A single number is the expected answer: the count of lines in the listing that hold the word "grass".

*Data under study*.
____
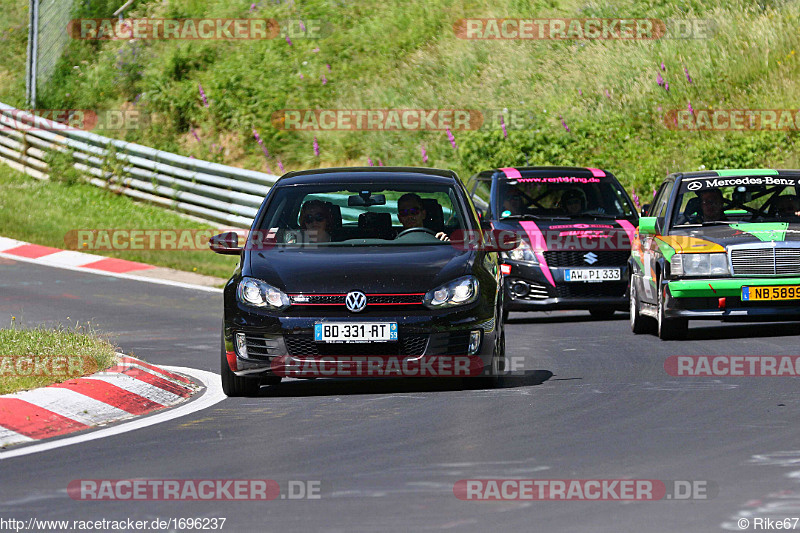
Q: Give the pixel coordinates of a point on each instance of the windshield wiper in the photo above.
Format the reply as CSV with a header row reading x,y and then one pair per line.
x,y
534,217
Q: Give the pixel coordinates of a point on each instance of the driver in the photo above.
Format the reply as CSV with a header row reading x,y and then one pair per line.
x,y
412,214
788,207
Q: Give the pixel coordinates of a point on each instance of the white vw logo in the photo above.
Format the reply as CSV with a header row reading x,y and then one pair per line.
x,y
355,301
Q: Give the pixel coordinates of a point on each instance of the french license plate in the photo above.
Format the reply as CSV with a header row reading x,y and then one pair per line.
x,y
355,331
770,292
592,274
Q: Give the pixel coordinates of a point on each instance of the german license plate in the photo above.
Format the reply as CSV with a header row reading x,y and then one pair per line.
x,y
355,331
592,274
771,292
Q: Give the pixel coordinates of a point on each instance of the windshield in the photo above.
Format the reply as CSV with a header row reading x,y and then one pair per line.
x,y
564,197
710,201
363,214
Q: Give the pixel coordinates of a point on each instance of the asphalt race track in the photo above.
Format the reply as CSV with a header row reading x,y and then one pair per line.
x,y
594,403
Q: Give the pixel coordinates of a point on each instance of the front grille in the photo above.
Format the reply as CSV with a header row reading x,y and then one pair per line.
x,y
765,261
305,345
452,343
259,347
372,299
564,258
591,290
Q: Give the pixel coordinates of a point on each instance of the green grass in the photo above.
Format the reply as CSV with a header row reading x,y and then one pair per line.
x,y
44,212
404,54
36,357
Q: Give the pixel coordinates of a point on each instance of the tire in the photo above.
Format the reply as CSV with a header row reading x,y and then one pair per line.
x,y
669,328
601,314
233,385
639,323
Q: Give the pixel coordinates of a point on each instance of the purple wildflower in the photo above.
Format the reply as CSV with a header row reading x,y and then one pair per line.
x,y
451,138
203,95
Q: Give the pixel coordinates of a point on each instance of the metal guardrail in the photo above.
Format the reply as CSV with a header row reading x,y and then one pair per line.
x,y
209,191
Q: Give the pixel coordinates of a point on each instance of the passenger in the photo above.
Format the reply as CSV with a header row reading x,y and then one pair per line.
x,y
514,202
412,214
573,201
315,221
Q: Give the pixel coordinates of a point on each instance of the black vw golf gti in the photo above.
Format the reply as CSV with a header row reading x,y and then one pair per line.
x,y
354,264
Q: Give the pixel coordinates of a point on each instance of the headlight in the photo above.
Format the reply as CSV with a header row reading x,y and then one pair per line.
x,y
700,264
458,292
523,252
255,292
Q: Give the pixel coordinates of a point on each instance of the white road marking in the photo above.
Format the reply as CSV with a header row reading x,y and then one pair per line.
x,y
212,396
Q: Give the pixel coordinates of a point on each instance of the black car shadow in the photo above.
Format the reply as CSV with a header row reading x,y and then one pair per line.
x,y
358,386
737,330
539,317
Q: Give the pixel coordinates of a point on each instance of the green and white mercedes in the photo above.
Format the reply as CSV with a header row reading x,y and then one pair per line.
x,y
717,244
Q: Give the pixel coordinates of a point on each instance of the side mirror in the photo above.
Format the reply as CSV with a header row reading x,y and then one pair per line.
x,y
225,243
648,225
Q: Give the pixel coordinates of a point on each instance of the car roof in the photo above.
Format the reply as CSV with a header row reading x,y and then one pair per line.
x,y
368,174
501,172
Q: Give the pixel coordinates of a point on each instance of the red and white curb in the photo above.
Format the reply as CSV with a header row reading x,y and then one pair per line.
x,y
95,264
131,388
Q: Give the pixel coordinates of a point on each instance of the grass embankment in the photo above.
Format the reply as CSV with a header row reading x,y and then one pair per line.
x,y
31,358
44,212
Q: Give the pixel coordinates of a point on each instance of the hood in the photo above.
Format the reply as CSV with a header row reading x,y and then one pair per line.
x,y
370,269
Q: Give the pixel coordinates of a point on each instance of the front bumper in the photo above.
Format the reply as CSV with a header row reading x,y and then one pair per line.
x,y
273,340
529,289
721,298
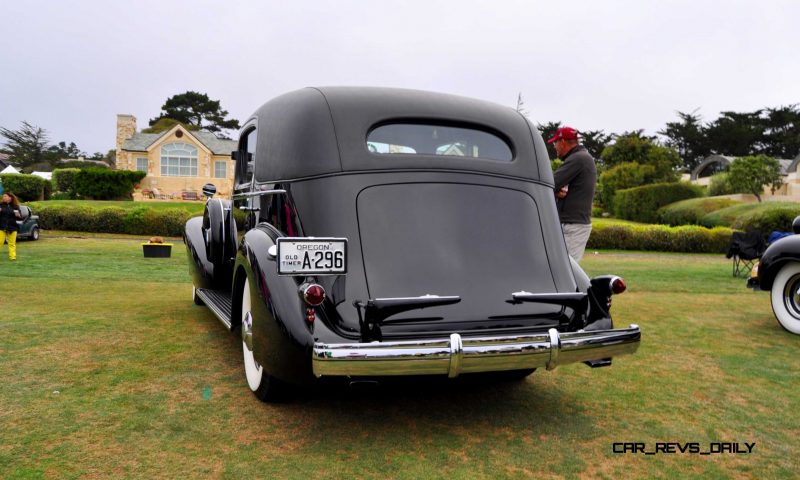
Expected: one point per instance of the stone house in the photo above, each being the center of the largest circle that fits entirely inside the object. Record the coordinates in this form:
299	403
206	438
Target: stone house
177	160
790	191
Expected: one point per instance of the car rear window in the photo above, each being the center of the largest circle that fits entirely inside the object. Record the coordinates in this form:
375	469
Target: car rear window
426	139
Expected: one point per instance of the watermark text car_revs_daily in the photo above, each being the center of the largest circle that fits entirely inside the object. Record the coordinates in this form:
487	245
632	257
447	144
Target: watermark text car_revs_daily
694	448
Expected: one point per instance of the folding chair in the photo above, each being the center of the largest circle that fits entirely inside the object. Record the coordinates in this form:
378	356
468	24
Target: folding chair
745	249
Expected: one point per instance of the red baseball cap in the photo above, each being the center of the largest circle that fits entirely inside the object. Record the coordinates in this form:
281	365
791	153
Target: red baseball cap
564	133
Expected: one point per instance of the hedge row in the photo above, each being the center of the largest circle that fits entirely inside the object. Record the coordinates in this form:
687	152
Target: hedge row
136	221
26	187
710	212
641	204
692	211
661	238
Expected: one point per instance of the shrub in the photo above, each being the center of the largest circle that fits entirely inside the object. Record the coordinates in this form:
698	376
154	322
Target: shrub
692	211
622	176
720	184
106	184
136	221
27	187
641	204
688	238
64	181
767	220
745	216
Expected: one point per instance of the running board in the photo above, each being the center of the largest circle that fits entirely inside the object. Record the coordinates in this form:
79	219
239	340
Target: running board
219	302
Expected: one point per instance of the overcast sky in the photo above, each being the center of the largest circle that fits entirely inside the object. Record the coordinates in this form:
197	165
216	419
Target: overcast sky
71	66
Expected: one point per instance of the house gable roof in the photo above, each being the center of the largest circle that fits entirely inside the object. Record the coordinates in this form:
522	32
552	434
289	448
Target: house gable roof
142	142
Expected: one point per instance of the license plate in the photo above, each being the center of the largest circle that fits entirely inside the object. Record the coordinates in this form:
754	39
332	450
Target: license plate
312	256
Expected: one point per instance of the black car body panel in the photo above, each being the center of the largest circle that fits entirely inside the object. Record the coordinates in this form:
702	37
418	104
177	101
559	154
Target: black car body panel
457	231
777	255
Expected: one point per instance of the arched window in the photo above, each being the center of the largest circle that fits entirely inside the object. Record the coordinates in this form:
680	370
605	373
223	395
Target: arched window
178	160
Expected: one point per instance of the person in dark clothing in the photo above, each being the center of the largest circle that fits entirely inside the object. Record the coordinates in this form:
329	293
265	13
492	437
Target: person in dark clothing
575	183
9	213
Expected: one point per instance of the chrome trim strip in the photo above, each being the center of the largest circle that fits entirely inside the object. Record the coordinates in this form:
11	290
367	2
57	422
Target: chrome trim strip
258	193
209	301
458	354
554	341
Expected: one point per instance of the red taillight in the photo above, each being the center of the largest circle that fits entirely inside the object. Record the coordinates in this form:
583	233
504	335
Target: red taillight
618	285
312	294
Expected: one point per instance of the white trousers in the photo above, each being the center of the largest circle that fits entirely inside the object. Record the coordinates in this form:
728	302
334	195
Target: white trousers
576	235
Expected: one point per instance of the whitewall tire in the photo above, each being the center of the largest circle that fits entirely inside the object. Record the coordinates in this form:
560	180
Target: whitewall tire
266	387
252	370
785	296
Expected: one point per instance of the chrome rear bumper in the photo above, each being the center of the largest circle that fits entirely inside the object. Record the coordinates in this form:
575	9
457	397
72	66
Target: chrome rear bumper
455	355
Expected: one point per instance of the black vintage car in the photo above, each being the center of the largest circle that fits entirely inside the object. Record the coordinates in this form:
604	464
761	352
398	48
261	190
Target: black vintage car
395	232
778	272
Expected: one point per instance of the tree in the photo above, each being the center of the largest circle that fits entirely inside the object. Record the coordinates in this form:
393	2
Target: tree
62	150
521	105
751	174
194	108
782	132
688	138
634	147
25	146
163	124
736	134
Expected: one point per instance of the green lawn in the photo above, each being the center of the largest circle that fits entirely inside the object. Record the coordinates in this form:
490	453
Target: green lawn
110	371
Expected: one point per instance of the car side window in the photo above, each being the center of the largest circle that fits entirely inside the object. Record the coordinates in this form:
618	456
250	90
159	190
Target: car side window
245	159
282	214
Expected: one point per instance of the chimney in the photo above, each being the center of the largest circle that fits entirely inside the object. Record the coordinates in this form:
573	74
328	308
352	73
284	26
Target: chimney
126	128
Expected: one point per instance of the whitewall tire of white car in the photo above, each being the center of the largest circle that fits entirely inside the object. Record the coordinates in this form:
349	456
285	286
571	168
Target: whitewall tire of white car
785	296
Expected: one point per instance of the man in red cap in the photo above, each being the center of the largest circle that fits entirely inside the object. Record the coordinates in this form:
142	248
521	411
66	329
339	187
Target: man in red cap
574	186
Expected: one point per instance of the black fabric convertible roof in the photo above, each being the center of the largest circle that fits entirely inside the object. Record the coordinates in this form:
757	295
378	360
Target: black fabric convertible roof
318	131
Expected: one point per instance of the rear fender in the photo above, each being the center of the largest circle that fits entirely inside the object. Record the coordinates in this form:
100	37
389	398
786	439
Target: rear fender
281	331
201	270
775	257
219	235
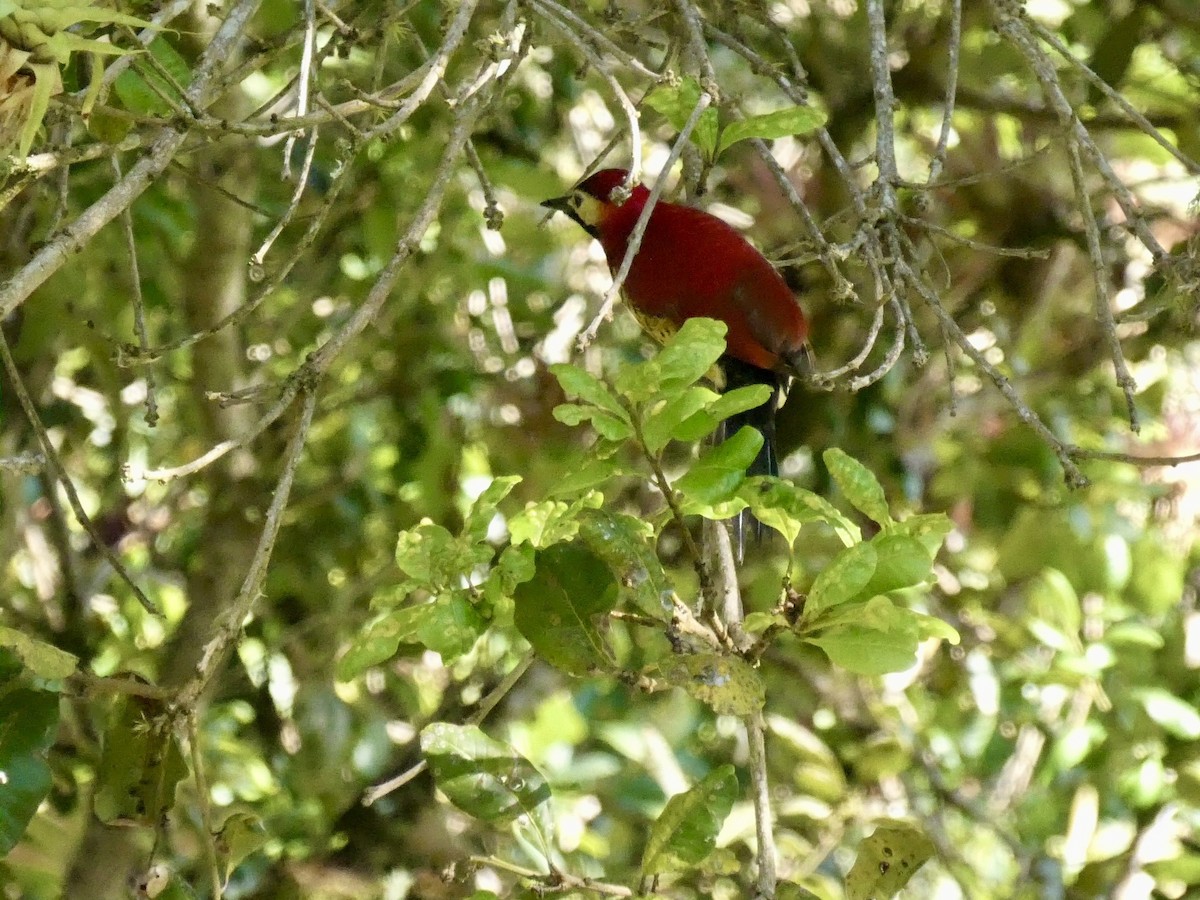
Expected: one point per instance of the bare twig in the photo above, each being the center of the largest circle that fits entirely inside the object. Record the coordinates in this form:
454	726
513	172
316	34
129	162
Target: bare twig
1101	282
627	105
228	623
139	315
168	142
481	712
59	472
205	804
952	82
____
*Finished exercise*. 2